--- START Given passage ---
I was 31 years old in the summer of 1979, and didn’t have any ideas about this at the time; but by the middle or late 1980’s - after many Western businesses had invested huge sums of money in China - something occurred to me: What is the monetary value of a huge market of desperately impoverished people? In 1979 many, many people were malnourished or starving in China, and modern conveniences, industrial methods and finance was unavailable or unknown in China. Nevertheless, the investments from the West continued to pour into China. Much of the investment money was used to build factories, using Chinese labor and western materials, designs, parts, etc. So Western investments created an industrial, working class in China; and the materials, parts, designs, etc. became the property - material or intellectual - of China, directly or by subterfuge. The monies paid to workers were then spent in the local economy, creating wealth.
--- END Given passage ---
**Short problem 1**
In the passage about Western investment in China, what was much of the investment money used to build?
--- START Extracted material ---
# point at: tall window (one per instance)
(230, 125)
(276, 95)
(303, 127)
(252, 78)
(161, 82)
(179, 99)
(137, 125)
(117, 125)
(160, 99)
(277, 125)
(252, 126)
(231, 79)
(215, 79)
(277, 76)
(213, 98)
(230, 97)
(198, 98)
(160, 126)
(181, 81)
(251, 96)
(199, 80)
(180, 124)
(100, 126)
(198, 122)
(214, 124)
--- END Extracted material ---
**Short problem 2**
Return every line of the entries above, unchanged and in the same order.

**Full answer 1**
Factories, using Chinese labor and Western materials, designs, and parts.

**Full answer 2**
# point at: tall window (one per instance)
(230, 125)
(276, 95)
(303, 127)
(252, 78)
(161, 82)
(179, 99)
(137, 125)
(117, 125)
(160, 99)
(277, 125)
(252, 126)
(231, 79)
(215, 79)
(277, 76)
(213, 98)
(230, 97)
(198, 98)
(160, 126)
(181, 81)
(251, 96)
(199, 80)
(180, 124)
(100, 126)
(198, 122)
(214, 124)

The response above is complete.